* What is being asked
Please quote every line word for word.

# # # # #

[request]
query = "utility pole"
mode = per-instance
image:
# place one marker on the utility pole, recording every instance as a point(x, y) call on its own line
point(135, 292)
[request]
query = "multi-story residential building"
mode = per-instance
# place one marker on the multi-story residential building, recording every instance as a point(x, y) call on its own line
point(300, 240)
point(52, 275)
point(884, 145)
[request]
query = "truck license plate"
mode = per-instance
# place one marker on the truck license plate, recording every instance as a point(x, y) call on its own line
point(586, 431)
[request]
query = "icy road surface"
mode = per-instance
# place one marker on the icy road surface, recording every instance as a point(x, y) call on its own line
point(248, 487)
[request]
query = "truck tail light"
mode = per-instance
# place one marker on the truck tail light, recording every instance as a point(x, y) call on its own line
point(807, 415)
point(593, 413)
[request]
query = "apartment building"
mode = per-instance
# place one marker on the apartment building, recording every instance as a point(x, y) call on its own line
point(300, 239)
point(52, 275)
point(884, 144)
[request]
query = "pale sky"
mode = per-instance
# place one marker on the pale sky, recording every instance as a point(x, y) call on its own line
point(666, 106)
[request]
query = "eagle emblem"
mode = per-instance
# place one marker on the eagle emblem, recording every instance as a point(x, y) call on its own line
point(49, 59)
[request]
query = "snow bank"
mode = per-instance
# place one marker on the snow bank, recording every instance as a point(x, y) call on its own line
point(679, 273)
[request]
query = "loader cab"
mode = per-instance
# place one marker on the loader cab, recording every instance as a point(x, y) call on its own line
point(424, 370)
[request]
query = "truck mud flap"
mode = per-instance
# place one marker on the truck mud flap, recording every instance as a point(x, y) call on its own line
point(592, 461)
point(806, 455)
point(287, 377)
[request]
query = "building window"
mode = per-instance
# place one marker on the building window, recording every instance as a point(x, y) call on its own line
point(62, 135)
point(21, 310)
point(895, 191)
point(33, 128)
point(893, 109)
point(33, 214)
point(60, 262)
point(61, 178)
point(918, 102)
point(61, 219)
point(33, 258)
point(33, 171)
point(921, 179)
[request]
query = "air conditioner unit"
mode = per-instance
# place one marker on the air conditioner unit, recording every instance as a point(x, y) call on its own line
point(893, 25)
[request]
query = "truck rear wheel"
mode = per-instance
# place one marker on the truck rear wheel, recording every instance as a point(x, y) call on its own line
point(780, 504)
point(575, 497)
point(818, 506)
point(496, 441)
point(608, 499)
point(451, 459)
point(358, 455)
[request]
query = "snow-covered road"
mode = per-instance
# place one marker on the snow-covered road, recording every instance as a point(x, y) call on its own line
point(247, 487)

# # # # #

* Solution for this task
[request]
query = "utility pole"
mode = per-instance
image:
# place one marker on the utility pole, recording every instance as a point(x, y) call on its own line
point(135, 292)
[request]
query = "multi-story residential building"
mode = per-instance
# place one marker on the multi-story residential building, recording every instance as a point(x, y) call on its own line
point(300, 240)
point(52, 275)
point(884, 145)
[request]
query = "truck license plate"
mode = per-instance
# place one marker on the truck license plate, recording every instance as a point(x, y) call on its own line
point(586, 431)
[request]
query = "icy road surface"
mode = per-instance
# place one marker on the icy road surface, recording every instance as a point(x, y) call on its own line
point(248, 487)
[request]
query = "truck tail light"
mode = per-instance
# place one marker on the truck tail light, recording every instance as a point(x, y) call on its own line
point(807, 415)
point(593, 413)
[request]
query = "apartment building"
mode = per-instance
# place one marker on the apartment building, recording every instance as a point(x, y) call on its own line
point(300, 239)
point(52, 275)
point(884, 144)
[request]
query = "pale sky"
mode = per-instance
# place one marker on the pale sky, recording every instance as a point(x, y) call on its own line
point(666, 106)
[request]
query = "eagle emblem"
mode = per-instance
# place one marker on the eagle emblem, recording every instance as a point(x, y) call on its own line
point(49, 59)
[request]
query = "snow bank"
mode = per-instance
# place one marker on the snow bank, recording every instance as a point(x, y) call on its own line
point(679, 273)
[request]
query = "loader cab"
mode = per-instance
# place one marker on the loader cab, recording every instance as a point(x, y) call on its own line
point(424, 370)
[request]
query = "truck mud flap"
mode = per-instance
# place one marker on the truck mud flap, recording every instance as a point(x, y) call on its own line
point(592, 461)
point(806, 455)
point(287, 377)
[request]
query = "building window"
mode = per-instance
# place one marker on the building window, recording every instance as a point(x, y) call on its own line
point(62, 135)
point(21, 310)
point(895, 191)
point(33, 128)
point(893, 109)
point(33, 214)
point(60, 262)
point(61, 178)
point(918, 102)
point(61, 219)
point(33, 258)
point(33, 171)
point(921, 179)
[request]
query = "air conditioner unit"
mode = per-instance
# place one marker on the air conditioner unit, recording every instance as a point(x, y) call on its own line
point(893, 25)
[request]
query = "truck rear wheel"
mode = per-instance
# place one marker on the truck rear wheel, recording every instance as a point(x, y) call on its own line
point(780, 504)
point(575, 497)
point(818, 506)
point(496, 441)
point(608, 499)
point(451, 459)
point(358, 455)
[request]
query = "snow-covered road"
mode = per-instance
# place one marker on the snow-covered road, recording every instance as a point(x, y) call on its own line
point(247, 487)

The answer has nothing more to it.